INPUT DATA.
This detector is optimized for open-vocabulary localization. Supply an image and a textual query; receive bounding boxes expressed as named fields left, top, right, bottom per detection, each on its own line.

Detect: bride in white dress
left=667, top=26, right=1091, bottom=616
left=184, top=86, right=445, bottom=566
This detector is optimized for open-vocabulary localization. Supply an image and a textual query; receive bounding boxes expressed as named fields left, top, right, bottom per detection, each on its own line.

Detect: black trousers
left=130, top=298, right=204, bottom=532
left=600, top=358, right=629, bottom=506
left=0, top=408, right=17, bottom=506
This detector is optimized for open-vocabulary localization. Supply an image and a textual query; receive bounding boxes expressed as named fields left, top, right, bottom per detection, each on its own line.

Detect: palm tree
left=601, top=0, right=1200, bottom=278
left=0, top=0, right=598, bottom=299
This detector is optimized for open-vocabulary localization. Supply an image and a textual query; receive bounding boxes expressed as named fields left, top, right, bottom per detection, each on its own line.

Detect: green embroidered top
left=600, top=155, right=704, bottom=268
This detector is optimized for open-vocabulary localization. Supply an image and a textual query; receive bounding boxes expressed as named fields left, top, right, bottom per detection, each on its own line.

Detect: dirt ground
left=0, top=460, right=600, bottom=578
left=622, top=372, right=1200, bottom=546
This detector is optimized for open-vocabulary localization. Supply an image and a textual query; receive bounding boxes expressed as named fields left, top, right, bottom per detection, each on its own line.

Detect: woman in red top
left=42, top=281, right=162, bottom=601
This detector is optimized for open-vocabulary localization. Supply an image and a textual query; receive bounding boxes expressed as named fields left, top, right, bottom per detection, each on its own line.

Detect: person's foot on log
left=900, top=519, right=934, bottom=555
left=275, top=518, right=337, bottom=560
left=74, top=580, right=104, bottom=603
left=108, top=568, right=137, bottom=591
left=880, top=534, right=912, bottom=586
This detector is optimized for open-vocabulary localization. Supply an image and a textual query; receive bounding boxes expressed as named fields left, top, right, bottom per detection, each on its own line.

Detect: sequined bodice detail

TASK REQUIREMENTS. Write out each of the items above verbatim, preserving every line and its order.

THE ANSWER.
This detector is optimized for open-vocabulary localization. Supply an image and a textual query; receive bounding boxes expressed as named fields left, top, right, bottom per detection, each on its own line.

Detect: bride in white dress
left=667, top=26, right=1091, bottom=616
left=184, top=86, right=445, bottom=566
This detector is optimized for open-vocabulary localization. Supply an image and a textual query; receive bounding boxes expressed as named fields left, top, right, bottom per detection, each on its own line.

Detect: black trousers
left=130, top=298, right=204, bottom=532
left=600, top=358, right=629, bottom=506
left=0, top=408, right=17, bottom=506
This detector is optimized for open-vocabulary localization. Supply an image and a textual query; receive bounding boxes expressed as named fields left, top, right, bottom per detection, each on its own line.

Detect: palm tree
left=601, top=0, right=1200, bottom=278
left=0, top=0, right=598, bottom=299
This detector is optimized for open-vocabulary localization. Supply an image and a textual query; receive bounding boxes expressed as named fields left, top, right, bottom per detection, each on its own line.

Detect: green embroidered top
left=600, top=155, right=704, bottom=268
This detector is optimized for open-vocabulary localization. Supply an image and a textual query; receive bounding boxes expressed as named fields left, top, right, bottom per detection, each on its own line.

Detect: dirt ground
left=0, top=460, right=600, bottom=578
left=622, top=372, right=1200, bottom=546
This detector is optimized for open-vocabulary localization. Supply an image and a textual query; receive bounding boxes expressed as named fields left, top, right, bottom per detection, each on its own line.

Detect: woman in red top
left=42, top=281, right=162, bottom=601
This detector is optimized for open-vocabulary localization. Supply an image and a textual query; receive bounding boxes expressed as named fields left, top, right, bottom per detection, each on its own line.

Detect: person's foot on log
left=900, top=519, right=934, bottom=555
left=275, top=518, right=337, bottom=560
left=74, top=580, right=104, bottom=603
left=108, top=568, right=137, bottom=591
left=880, top=534, right=912, bottom=586
This detector is optimized for open-vocabulary localization. Supply an image and a textual query; receive bounding boxes expressed as named fields left, top, right, bottom per detection, each on its own line.

Detect: sequined bodice detail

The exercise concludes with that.